■ Your objective: Restate the data word for word and leave the images out.

---

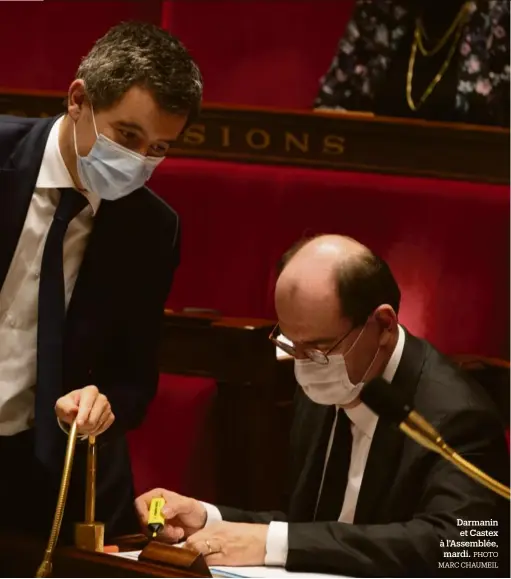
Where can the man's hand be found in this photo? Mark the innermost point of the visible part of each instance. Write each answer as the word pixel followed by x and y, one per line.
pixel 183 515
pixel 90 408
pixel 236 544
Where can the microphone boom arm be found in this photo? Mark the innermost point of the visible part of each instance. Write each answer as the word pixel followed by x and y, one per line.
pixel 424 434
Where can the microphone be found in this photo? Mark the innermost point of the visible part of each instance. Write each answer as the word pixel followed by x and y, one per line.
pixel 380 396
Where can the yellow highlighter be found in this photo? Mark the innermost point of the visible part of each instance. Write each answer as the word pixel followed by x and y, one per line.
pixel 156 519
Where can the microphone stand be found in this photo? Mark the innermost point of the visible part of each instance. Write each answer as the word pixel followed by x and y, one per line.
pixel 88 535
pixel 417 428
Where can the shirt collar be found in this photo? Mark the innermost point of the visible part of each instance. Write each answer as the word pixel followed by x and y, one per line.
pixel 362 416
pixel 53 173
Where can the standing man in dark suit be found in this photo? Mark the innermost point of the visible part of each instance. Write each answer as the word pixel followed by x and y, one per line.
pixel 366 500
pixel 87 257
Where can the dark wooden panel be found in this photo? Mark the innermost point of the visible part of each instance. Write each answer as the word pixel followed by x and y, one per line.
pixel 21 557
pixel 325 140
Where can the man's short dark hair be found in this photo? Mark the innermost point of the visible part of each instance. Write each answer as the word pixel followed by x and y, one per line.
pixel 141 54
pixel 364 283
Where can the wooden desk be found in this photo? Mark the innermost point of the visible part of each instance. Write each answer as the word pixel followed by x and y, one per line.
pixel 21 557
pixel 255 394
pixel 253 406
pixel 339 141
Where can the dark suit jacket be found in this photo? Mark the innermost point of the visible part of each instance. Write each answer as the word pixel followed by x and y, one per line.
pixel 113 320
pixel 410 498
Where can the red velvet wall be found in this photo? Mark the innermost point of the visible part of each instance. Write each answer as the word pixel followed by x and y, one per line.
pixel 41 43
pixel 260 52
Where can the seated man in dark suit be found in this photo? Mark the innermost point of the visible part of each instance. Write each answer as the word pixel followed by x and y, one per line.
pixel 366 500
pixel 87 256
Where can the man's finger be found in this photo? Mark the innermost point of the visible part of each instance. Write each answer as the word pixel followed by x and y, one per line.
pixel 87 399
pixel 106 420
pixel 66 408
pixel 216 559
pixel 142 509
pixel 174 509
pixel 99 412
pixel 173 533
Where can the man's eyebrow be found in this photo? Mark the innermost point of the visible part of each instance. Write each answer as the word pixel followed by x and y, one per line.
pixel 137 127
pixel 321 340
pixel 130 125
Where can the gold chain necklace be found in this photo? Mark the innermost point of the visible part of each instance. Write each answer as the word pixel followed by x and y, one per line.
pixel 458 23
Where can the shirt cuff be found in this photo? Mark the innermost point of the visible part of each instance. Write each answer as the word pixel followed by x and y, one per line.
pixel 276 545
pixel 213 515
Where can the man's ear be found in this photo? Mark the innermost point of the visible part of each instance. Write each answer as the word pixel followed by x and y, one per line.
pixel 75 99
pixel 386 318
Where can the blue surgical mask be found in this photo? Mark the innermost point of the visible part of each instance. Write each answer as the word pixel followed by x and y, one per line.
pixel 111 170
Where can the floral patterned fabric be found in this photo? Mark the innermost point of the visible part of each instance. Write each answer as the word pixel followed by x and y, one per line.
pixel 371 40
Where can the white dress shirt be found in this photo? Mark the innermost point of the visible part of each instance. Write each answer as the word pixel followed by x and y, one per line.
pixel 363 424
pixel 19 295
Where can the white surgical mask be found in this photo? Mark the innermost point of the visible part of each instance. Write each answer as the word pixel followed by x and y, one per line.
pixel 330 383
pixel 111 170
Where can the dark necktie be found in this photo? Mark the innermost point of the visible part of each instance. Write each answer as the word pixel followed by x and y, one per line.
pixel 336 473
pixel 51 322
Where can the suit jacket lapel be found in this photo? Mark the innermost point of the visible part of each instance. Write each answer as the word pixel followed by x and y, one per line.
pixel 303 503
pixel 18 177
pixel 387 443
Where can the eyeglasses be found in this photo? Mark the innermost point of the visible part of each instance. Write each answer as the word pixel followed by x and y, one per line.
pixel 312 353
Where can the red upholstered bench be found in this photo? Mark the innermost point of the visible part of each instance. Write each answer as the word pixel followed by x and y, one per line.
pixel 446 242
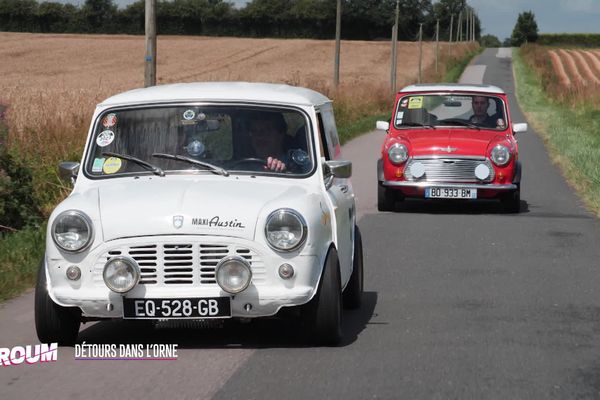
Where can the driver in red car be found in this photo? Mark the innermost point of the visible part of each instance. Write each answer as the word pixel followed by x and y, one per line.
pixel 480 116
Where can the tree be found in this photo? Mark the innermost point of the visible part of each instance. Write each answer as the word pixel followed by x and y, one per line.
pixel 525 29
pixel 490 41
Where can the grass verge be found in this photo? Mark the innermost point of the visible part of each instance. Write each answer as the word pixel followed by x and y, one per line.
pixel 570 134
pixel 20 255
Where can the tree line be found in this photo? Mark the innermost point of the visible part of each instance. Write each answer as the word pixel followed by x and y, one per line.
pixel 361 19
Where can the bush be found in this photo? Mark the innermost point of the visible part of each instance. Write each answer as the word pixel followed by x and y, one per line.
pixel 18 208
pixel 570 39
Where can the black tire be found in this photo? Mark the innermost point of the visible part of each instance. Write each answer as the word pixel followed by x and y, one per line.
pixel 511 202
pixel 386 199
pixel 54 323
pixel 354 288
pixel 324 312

---

■ Answer to the problem:
Where can the man's hand be found in this photo? Mark the innermost point of the visible part of each instance. Write each answer as the word pixel followed by x and y, one per line.
pixel 183 515
pixel 90 408
pixel 236 544
Where can the microphone boom arm be found in this photo? Mark the innermost point of the visible part of each instance. Write each answer as the word pixel followed by x and y, one per line.
pixel 424 434
Where can the microphone be found in this photo? Mark the innermost point of the visible part of each instance. Write each answer as the word pixel followed by x and y, one per line.
pixel 380 396
Where can the yellow highlighter be found in this photo? Mark the innermost point of the visible part of each instance. Write each answer as the word pixel followed by x and y, one per line.
pixel 156 519
Where can the microphone stand be found in this photo? Mark the innermost point of the visible part of each instance. Write each answer as the word pixel followed by x and y, one per line.
pixel 88 535
pixel 417 428
Where can the shirt collar be found in this photo? Mark the innermost point of the visible part of each instance. Write each answer as the word pixel followed by x and y, one per line.
pixel 362 416
pixel 53 173
Where can the standing man in dark suit be found in this photo? Mark the innermost point of the visible part of each instance. Write each answer as the word pixel followed by x and y, one per line.
pixel 366 500
pixel 87 257
Where can the dark wooden panel be found in this photo? Mark the innermost point of the visible part of each instance. Write each answer as the word pixel followed by x and y, one per line.
pixel 21 557
pixel 325 140
Where can the man's short dark hair be found in this photo? Mark the innermost point of the visible part of each instance. Write each answer as the word pixel followed by x and y, one per line.
pixel 141 54
pixel 364 283
Where can the wooden desk be found in this photo? Mark the innermost point of the visible part of each instance. Write each answer as the word pixel followed by x and y, one per line.
pixel 21 557
pixel 255 394
pixel 253 406
pixel 339 141
Where can the dark suit jacket be found in this photo? Mark the innermost point of the visible part of each instance. Write each answer as the word pixel followed by x and y, one per line.
pixel 113 320
pixel 410 498
Where can the red velvet wall be found in this photo? Mark the innermost point of the visible part of each instance. Write each answer as the word pixel followed by x and y, one per line.
pixel 41 43
pixel 260 52
Where can the seated man in dark suit be found in this photo? Mark the innermost point of the visible part of each instance. Write each answer as the word pixel followed by x and y, one per line.
pixel 366 500
pixel 87 256
Where can the man's finger be found in this photo? Mark the innermost point of the visible part of each instance. Write each answer as the word pixel followed by x and y, one per line.
pixel 87 399
pixel 106 420
pixel 66 408
pixel 216 559
pixel 142 509
pixel 174 509
pixel 99 412
pixel 173 533
Where can the man's eyebrow be found in this photo? Mark the innermost point of the visible part of each instance. Write each answer as the word pixel followed by x and y, one per line.
pixel 137 127
pixel 321 340
pixel 130 125
Where can the gold chain necklace be found in this photo? Mark the innermost point of the visible part of each instance. Write each answer as the word pixel followed by x and y, one per line.
pixel 458 23
Where can the shirt cuff be found in this photo? Mark the innermost point of the visible part of each instance. Write each answer as the word pixel followed by x and y, one per line.
pixel 276 545
pixel 213 515
Where can the man's ear be found in this photo? Mark the innermost point of the visible part of each instance. Write each answer as the word pixel followed by x and y, one per line.
pixel 75 99
pixel 386 318
Where can the blue surgical mask be found in this photo? Mark the innermost point of the visible part of each instance. Write each answer as the word pixel followed by x and y, one per line.
pixel 111 170
Where can the floral patterned fabric be found in this photo? Mark the innermost point of the visible part of each instance. Write each answer as the word pixel followed by x and y, one per line.
pixel 371 40
Where can the white dress shirt be found in this photo? Mark the innermost point of the visible part of each instance. Write each answer as the word pixel followed by x and y, one per line.
pixel 363 424
pixel 19 295
Where can the white surgical mask be found in this photo? Mark the innermost point of the visible part of each instance. Write each answer as the word pixel followed by x and y, one per line.
pixel 330 383
pixel 111 170
Where can the dark necktie be found in this photo? Mark the innermost point of the visible part of each instance. Write each answer as the word pixel followed by x and y, one per line.
pixel 336 473
pixel 51 322
Where can the suit jacket lapel be found in this photo? Mark the innermost point of the visible part of each instance. Write each answer as the word pixel followed by x and y, one per line.
pixel 303 503
pixel 18 177
pixel 387 443
Where can the eyeglasses be found in this photo? Mark the innermost point of the visible part of each instance. Write each answer as the word pixel followed by x and y, one per line.
pixel 312 353
Where can the red upholstered bench be found in this photo? Mark the innermost point of the visible part of each instance. Write each answer as the word pixel followed by x and y, one per line.
pixel 446 242
Where can the driver in red car be found in this photo? Mark the innermost point of the visible part of each instance. Write each answer as the word pixel followed by x and y, one per line.
pixel 480 116
Where can the tree be found in this photo? Mark the innermost point of the visible part of each instance. Write each answer as the word pixel followed by x and y, one per line.
pixel 525 29
pixel 490 41
Where can the grass verge be found in this photo? Mark the innermost point of the visible part of each instance. Write each answer as the word pixel followed by x and y, one per line.
pixel 570 134
pixel 20 255
Where can the tree line be found in this photo? Mark the innermost point of the visible part of each instance. Write each answer as the word pixel followed by x and y, one per line.
pixel 361 19
Where can the bush be found in this photo? Mark the innermost point of the visible part of each instance. Write each answer as the word pixel followed by x and y, one per line.
pixel 18 208
pixel 570 39
Where can the black tire be found in this photo? Mark the innermost point of the visible part of each instance. Write each answer as the word pixel followed by x and y, one per line.
pixel 511 202
pixel 386 199
pixel 54 323
pixel 354 288
pixel 324 312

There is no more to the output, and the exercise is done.